**Exercise details**
Where a line below carries the word "background", include it in the count, then give the count alone.

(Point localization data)
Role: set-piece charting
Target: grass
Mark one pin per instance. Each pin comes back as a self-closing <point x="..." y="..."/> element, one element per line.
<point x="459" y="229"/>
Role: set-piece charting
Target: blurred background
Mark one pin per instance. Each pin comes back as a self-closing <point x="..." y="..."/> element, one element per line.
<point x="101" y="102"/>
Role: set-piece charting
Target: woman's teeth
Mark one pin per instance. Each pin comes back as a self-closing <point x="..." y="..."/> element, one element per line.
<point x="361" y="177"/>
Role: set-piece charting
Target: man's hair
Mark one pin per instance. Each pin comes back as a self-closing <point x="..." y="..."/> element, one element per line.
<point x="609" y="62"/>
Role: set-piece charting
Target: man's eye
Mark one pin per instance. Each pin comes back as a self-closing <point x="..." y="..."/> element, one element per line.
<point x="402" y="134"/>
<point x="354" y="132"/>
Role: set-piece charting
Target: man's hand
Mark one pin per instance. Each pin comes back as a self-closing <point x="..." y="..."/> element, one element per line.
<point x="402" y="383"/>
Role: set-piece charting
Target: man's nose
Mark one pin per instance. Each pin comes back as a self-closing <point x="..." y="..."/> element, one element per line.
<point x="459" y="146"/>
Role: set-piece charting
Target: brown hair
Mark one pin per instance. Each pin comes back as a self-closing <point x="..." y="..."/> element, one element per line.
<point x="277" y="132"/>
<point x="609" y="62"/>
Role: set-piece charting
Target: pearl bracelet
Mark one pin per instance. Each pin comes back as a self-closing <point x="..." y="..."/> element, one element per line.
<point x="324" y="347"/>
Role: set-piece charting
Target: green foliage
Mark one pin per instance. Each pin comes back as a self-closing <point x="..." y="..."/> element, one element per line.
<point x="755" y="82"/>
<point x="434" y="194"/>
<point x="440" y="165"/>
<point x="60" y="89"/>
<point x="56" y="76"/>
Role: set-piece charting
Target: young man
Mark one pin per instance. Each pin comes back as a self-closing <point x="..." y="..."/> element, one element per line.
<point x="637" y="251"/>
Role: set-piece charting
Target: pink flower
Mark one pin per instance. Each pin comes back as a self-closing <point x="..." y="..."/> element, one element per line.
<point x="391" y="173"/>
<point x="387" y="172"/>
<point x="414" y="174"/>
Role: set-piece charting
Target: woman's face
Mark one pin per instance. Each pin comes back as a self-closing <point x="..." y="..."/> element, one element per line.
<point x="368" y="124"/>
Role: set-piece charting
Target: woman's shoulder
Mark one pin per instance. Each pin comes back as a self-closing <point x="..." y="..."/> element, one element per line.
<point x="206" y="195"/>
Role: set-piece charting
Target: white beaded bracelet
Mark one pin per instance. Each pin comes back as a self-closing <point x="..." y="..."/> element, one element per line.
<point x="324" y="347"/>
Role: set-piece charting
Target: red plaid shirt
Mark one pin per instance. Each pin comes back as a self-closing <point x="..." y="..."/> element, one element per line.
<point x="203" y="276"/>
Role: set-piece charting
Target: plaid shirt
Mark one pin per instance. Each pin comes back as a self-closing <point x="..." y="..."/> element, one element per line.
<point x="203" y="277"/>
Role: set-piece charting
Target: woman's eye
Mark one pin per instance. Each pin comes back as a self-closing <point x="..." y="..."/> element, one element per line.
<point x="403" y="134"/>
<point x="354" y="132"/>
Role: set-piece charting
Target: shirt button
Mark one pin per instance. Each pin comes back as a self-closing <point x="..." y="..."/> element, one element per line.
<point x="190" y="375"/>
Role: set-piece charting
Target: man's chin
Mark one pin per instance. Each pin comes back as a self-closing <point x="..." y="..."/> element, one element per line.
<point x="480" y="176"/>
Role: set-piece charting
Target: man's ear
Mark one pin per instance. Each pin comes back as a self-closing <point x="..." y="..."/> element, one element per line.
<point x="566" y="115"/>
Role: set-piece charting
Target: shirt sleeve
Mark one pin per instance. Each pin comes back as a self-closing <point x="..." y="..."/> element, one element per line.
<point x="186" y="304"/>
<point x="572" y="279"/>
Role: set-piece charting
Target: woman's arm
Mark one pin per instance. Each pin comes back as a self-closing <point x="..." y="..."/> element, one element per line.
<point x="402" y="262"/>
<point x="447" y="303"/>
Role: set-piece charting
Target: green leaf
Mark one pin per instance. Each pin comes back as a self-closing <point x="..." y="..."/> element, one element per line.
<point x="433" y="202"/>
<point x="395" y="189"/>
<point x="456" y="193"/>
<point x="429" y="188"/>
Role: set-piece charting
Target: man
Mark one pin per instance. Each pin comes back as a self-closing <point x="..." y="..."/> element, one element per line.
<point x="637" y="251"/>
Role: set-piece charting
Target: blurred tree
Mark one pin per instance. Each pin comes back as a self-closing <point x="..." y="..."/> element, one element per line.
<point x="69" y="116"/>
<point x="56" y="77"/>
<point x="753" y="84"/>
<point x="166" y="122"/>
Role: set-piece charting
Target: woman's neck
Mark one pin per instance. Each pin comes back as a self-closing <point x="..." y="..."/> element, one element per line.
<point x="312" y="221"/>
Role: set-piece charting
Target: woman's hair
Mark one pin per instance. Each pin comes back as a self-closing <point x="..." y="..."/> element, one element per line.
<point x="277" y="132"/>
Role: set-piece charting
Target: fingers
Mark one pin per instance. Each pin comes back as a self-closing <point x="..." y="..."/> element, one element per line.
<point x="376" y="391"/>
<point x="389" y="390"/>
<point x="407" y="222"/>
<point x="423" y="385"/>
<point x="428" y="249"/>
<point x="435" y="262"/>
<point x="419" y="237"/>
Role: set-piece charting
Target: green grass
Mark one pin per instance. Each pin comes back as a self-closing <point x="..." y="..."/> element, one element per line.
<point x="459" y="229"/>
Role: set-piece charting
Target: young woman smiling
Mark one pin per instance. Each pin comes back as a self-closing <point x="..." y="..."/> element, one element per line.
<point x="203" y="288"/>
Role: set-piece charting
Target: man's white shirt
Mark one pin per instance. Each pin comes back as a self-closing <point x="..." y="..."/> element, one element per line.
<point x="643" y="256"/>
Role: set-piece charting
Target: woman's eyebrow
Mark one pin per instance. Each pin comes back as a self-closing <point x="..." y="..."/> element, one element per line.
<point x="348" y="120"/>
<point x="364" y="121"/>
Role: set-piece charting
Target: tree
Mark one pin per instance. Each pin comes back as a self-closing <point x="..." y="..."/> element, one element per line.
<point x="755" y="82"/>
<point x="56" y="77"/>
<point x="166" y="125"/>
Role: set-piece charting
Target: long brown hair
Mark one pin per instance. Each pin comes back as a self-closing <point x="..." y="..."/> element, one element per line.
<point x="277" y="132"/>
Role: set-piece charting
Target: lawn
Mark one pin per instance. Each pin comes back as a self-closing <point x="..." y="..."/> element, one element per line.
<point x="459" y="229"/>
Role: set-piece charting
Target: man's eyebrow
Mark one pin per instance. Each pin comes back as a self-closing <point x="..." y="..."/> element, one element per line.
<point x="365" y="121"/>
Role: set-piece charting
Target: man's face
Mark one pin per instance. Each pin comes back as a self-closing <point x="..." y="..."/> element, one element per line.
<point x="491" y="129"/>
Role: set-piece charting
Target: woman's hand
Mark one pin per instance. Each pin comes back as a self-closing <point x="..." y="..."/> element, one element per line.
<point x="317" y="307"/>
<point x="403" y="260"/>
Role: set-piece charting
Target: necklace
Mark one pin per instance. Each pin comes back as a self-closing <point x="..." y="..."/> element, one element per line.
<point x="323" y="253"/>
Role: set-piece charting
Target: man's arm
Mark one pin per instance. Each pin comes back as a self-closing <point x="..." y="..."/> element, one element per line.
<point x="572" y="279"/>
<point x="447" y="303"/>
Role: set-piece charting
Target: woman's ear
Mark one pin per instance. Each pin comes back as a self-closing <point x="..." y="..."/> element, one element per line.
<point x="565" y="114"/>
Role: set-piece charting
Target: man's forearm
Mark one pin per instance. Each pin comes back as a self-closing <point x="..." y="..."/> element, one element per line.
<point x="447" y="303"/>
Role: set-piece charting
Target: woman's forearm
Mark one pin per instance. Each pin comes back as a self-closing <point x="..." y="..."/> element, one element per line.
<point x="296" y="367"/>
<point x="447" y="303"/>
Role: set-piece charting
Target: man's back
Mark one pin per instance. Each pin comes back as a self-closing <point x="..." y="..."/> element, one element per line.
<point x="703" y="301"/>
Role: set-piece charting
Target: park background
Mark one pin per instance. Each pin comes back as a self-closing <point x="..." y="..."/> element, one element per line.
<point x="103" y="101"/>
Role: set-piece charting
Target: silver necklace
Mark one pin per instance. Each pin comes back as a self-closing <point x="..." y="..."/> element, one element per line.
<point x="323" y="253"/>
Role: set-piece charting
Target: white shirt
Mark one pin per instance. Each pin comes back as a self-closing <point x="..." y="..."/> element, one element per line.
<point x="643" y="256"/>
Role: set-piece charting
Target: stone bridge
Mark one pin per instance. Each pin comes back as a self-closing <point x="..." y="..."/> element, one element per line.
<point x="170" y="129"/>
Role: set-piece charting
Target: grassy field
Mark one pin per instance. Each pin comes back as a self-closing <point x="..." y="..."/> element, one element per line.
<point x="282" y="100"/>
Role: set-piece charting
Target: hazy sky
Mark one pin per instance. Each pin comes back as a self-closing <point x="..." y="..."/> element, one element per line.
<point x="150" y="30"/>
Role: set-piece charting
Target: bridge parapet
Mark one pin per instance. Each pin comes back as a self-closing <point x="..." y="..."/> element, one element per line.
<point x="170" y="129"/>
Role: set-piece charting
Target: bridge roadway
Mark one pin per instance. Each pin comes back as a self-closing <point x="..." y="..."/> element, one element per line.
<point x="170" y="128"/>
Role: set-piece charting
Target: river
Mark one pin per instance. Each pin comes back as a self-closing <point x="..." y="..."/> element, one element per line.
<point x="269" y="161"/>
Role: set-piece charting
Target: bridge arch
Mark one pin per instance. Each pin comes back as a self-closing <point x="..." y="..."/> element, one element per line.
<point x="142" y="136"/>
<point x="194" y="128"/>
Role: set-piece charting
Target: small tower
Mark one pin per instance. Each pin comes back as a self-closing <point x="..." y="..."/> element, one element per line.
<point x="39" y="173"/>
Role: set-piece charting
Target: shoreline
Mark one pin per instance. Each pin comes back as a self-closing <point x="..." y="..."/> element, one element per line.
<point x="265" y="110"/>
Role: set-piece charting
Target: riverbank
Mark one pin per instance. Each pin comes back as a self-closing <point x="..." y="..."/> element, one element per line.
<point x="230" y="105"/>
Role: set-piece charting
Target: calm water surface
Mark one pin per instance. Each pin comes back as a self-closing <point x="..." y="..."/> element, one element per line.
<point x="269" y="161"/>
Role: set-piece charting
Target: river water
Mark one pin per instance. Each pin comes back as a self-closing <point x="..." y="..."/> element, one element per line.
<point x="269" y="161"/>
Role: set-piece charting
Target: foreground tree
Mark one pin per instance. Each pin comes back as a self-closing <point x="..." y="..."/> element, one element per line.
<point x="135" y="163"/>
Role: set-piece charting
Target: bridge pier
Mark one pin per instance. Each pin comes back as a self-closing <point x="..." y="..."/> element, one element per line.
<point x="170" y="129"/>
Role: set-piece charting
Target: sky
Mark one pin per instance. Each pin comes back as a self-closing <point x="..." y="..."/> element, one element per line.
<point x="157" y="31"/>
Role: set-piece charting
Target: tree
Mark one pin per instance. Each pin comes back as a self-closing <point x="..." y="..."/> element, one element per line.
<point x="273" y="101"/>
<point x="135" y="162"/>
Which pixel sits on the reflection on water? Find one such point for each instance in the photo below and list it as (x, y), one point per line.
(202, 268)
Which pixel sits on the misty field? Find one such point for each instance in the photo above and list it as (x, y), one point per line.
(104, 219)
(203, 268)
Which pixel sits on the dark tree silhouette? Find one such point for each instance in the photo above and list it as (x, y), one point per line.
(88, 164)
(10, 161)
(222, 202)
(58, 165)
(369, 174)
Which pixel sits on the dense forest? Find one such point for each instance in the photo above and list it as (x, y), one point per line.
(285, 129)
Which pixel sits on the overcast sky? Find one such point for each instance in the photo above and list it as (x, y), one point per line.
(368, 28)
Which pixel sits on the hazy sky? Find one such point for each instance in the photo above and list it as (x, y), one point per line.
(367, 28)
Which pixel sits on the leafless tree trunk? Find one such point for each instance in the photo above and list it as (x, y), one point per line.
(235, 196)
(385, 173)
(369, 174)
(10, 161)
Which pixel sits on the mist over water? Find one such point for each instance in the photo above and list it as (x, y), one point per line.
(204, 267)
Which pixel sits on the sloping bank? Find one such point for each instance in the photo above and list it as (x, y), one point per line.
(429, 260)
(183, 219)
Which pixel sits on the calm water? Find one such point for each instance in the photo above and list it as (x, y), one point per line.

**Solution for this task**
2